PROBLEM TO WORK ON - Copy out every entry below word for word, leaving out the pictures.

INFORMATION GIVEN -
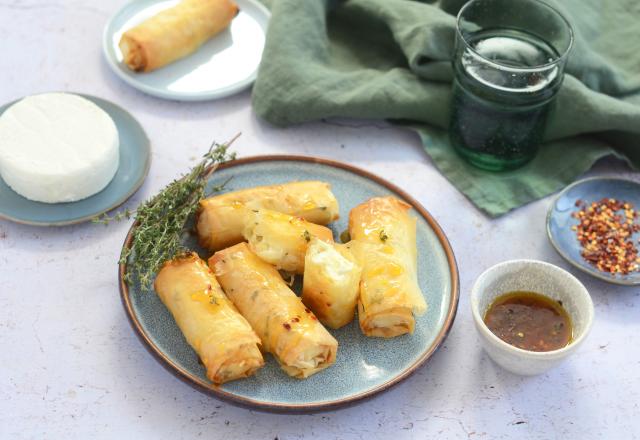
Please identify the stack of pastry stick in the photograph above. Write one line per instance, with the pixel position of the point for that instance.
(240, 306)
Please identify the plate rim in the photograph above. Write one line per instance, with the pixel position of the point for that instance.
(126, 196)
(216, 391)
(174, 96)
(556, 246)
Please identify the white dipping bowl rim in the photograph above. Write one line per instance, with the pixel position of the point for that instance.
(478, 315)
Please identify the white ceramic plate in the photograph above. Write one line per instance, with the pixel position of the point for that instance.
(226, 64)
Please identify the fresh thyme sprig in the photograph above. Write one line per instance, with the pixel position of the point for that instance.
(160, 221)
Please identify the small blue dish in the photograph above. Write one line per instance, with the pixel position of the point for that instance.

OUTPUT FOR THIS TASK -
Please identify the stack of pastry stick in the photograph above. Write one line per instance, with the pixel position of the point for that instance.
(240, 306)
Please identify the plate rim in the photograph above. Write one line per instance, with the pixel position of the point for that instance.
(126, 196)
(216, 391)
(174, 96)
(556, 246)
Please identify the white dipping bowl rim in the photograph above. Write one line per instance, with the pixel position of the point for that instance.
(478, 315)
Please identify the white ceramic plate in the photograph above. Write one line per instance, with the pixel position of the point for that instance.
(226, 64)
Please identify the fresh thyme sprig in the photograph above. Write one line per instance, with the pixel position of the point for that instance.
(160, 221)
Please identify the small blue dish in the photograph above. Write one line per instance, with the pixel position of the point for that instance.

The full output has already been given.